## TASK TO CARRY OUT:
When you copy the entries, match them exactly and omit the pictures.
□ □ □
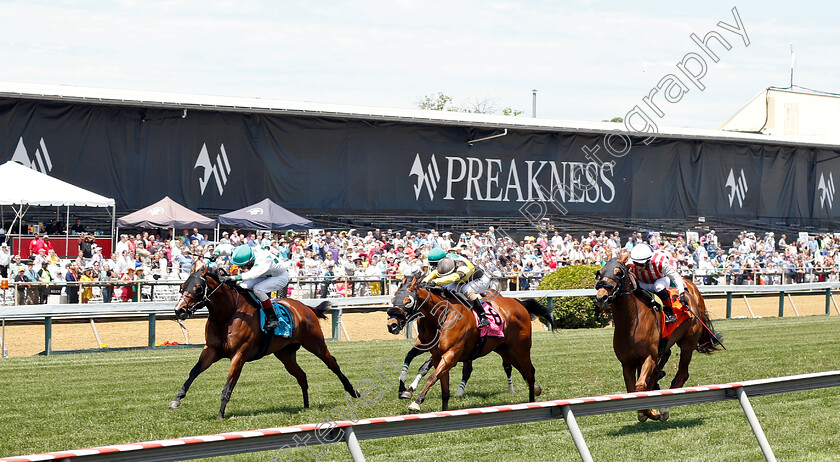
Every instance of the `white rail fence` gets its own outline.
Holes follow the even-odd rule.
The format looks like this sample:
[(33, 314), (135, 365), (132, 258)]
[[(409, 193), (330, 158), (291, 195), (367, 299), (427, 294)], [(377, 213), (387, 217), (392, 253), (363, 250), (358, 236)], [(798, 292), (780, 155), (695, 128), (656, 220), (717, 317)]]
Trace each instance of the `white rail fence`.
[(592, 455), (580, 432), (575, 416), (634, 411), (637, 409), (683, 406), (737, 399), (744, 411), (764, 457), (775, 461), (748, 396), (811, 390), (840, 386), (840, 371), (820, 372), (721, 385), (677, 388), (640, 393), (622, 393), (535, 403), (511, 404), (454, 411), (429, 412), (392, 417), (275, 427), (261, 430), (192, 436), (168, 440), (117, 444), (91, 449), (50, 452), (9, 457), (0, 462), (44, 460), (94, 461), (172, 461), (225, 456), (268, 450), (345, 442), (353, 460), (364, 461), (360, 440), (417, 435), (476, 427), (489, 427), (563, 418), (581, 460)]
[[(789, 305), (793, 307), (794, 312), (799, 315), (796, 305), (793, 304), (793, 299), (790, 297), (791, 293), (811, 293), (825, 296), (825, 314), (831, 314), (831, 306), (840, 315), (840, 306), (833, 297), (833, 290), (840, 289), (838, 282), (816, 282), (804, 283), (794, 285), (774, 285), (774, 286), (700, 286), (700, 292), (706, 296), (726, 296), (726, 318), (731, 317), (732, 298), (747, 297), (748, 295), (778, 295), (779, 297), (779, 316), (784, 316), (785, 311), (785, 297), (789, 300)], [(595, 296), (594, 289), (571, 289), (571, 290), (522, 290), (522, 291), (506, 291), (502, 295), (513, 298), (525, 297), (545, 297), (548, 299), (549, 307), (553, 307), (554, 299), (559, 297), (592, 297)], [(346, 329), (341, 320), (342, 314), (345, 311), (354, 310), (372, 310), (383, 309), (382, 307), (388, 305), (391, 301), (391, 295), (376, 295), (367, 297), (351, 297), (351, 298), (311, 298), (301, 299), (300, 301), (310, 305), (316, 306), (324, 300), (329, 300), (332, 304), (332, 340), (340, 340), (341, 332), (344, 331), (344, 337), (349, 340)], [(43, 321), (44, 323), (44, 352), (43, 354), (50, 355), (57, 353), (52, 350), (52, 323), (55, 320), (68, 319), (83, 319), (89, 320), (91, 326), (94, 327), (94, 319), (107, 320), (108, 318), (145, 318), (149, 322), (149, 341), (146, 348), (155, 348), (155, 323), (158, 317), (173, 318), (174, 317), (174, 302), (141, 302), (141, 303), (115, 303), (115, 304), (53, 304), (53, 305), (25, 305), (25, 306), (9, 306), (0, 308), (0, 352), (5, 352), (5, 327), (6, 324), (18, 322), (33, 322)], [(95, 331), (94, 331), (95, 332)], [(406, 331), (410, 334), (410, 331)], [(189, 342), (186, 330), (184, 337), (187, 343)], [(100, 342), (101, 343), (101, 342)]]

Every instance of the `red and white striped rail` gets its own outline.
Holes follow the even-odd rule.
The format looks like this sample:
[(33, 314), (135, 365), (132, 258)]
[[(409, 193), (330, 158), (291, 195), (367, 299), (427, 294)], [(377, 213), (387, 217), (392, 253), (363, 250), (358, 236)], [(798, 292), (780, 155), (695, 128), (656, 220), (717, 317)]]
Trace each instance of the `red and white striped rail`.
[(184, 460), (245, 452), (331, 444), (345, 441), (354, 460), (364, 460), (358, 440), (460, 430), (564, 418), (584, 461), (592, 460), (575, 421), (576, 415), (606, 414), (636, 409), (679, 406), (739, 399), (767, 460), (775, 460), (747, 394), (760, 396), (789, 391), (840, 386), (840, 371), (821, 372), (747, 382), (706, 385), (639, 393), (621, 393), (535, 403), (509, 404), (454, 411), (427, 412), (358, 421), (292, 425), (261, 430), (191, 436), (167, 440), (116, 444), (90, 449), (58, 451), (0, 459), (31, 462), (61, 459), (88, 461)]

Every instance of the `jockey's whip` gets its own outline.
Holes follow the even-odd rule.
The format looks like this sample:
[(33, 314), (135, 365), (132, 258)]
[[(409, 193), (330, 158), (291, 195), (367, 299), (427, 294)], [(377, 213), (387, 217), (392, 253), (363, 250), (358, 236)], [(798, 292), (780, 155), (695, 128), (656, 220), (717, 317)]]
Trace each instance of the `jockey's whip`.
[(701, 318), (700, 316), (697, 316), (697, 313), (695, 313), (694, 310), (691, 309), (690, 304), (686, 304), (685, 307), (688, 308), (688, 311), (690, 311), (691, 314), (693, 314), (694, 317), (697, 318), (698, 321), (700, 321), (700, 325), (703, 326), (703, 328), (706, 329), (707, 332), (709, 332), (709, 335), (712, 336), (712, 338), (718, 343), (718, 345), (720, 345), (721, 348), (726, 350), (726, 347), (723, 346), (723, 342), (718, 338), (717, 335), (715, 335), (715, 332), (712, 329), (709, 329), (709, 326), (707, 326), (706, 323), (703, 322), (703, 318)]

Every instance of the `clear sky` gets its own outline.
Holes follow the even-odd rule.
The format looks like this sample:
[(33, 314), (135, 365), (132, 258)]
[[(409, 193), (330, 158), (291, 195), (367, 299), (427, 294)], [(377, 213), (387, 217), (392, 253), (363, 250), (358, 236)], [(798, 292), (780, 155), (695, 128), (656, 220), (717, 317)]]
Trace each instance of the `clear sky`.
□ □ □
## TASK ANSWER:
Every instance of the `white rail fence` gets its own outline.
Holes follow the even-odd rule.
The format looks like this sample:
[(33, 314), (135, 365), (132, 258)]
[[(409, 193), (330, 158), (291, 195), (367, 299), (427, 294)], [(377, 213), (387, 217), (392, 253), (363, 250), (358, 236)], [(798, 292), (780, 155), (695, 128), (656, 220), (717, 317)]]
Trace each instance of the `white rail fence`.
[(592, 455), (580, 432), (575, 416), (634, 411), (637, 409), (683, 406), (737, 399), (744, 411), (764, 457), (775, 461), (748, 396), (811, 390), (840, 386), (840, 371), (820, 372), (721, 385), (677, 388), (640, 393), (622, 393), (535, 403), (511, 404), (454, 411), (429, 412), (392, 417), (275, 427), (261, 430), (192, 436), (168, 440), (117, 444), (91, 449), (50, 452), (9, 457), (0, 462), (44, 460), (94, 461), (172, 461), (225, 456), (268, 450), (345, 442), (353, 460), (364, 461), (360, 440), (417, 435), (476, 427), (489, 427), (563, 418), (581, 460)]
[[(789, 305), (793, 307), (794, 312), (799, 315), (796, 305), (793, 304), (793, 299), (790, 297), (791, 293), (811, 293), (825, 296), (825, 314), (831, 314), (831, 306), (840, 315), (840, 306), (833, 297), (833, 290), (840, 289), (838, 282), (816, 282), (804, 283), (794, 285), (774, 285), (774, 286), (700, 286), (700, 292), (706, 296), (726, 296), (726, 318), (731, 317), (732, 298), (747, 297), (748, 295), (778, 295), (779, 297), (779, 316), (784, 316), (785, 311), (785, 297), (789, 300)], [(595, 296), (594, 289), (571, 289), (571, 290), (522, 290), (522, 291), (506, 291), (502, 295), (513, 298), (525, 297), (545, 297), (548, 299), (549, 307), (553, 307), (554, 299), (559, 297), (592, 297)], [(346, 329), (341, 320), (342, 314), (345, 311), (354, 310), (372, 310), (383, 309), (382, 307), (388, 305), (391, 301), (391, 295), (376, 295), (367, 297), (351, 297), (351, 298), (311, 298), (301, 299), (300, 301), (310, 305), (316, 306), (324, 300), (329, 300), (332, 304), (332, 340), (340, 340), (341, 332), (344, 331), (344, 337), (349, 340)], [(43, 321), (44, 323), (44, 352), (43, 354), (50, 355), (57, 353), (52, 350), (52, 323), (55, 320), (68, 319), (83, 319), (89, 320), (91, 326), (94, 327), (94, 319), (107, 320), (108, 318), (145, 318), (149, 322), (149, 341), (146, 348), (155, 348), (155, 323), (158, 317), (173, 318), (174, 317), (174, 302), (141, 302), (141, 303), (115, 303), (115, 304), (53, 304), (53, 305), (25, 305), (25, 306), (9, 306), (0, 308), (0, 352), (5, 352), (5, 327), (6, 324), (18, 322), (33, 322)], [(95, 331), (94, 331), (95, 332)], [(406, 331), (410, 334), (410, 331)], [(189, 342), (186, 330), (184, 337), (187, 343)], [(100, 342), (101, 343), (101, 342)]]

Every instance of the `red and white striped rail` gets its own outline.
Holes follow the even-odd rule.
The format looks like this sample:
[(33, 314), (135, 365), (132, 258)]
[[(409, 193), (330, 158), (291, 195), (367, 299), (427, 294)], [(377, 213), (387, 217), (392, 253), (363, 250), (358, 236)], [(798, 292), (780, 155), (695, 128), (656, 220), (717, 317)]]
Trace each instance of the `red and white striped rail`.
[(184, 460), (245, 452), (331, 444), (345, 441), (354, 460), (364, 460), (358, 440), (460, 430), (564, 418), (584, 461), (592, 460), (575, 421), (576, 415), (606, 414), (636, 409), (679, 406), (739, 399), (767, 460), (775, 460), (747, 394), (760, 396), (789, 391), (840, 386), (840, 371), (821, 372), (747, 382), (706, 385), (639, 393), (621, 393), (535, 403), (509, 404), (454, 411), (427, 412), (358, 421), (292, 425), (261, 430), (191, 436), (167, 440), (116, 444), (90, 449), (58, 451), (0, 459), (31, 462), (61, 459), (88, 461)]

Every instance of the `jockey's whip` gets its own outline.
Holes follow the even-odd rule.
The format looks like this sample:
[(33, 314), (135, 365), (132, 258)]
[[(409, 193), (330, 158), (291, 195), (367, 299), (427, 294)], [(377, 213), (387, 217), (392, 253), (363, 250), (358, 236)], [(798, 292), (780, 155), (695, 128), (656, 220), (717, 317)]]
Trace each instance of the `jockey's whip`.
[(701, 318), (700, 316), (697, 316), (697, 313), (695, 313), (694, 310), (691, 309), (690, 304), (686, 304), (685, 307), (688, 308), (688, 311), (690, 311), (691, 314), (693, 314), (694, 317), (697, 318), (698, 321), (700, 321), (700, 325), (703, 326), (703, 328), (706, 329), (707, 332), (709, 332), (709, 335), (712, 336), (712, 338), (718, 343), (718, 345), (720, 345), (721, 348), (726, 350), (726, 347), (723, 346), (723, 342), (718, 338), (717, 335), (715, 335), (715, 332), (712, 329), (709, 329), (709, 326), (707, 326), (706, 323), (703, 322), (703, 318)]

Every instance of the `clear sky` gets its own outline.
Holes follow the even-odd rule.
The format looks like this sample:
[(33, 314), (135, 365), (132, 258)]
[[(409, 193), (330, 158), (291, 195), (367, 299), (427, 294)], [(377, 213), (387, 217), (392, 253), (363, 250), (358, 236)], [(798, 292), (780, 155), (695, 128), (656, 220), (717, 317)]]
Trace each instance of the `clear sky`.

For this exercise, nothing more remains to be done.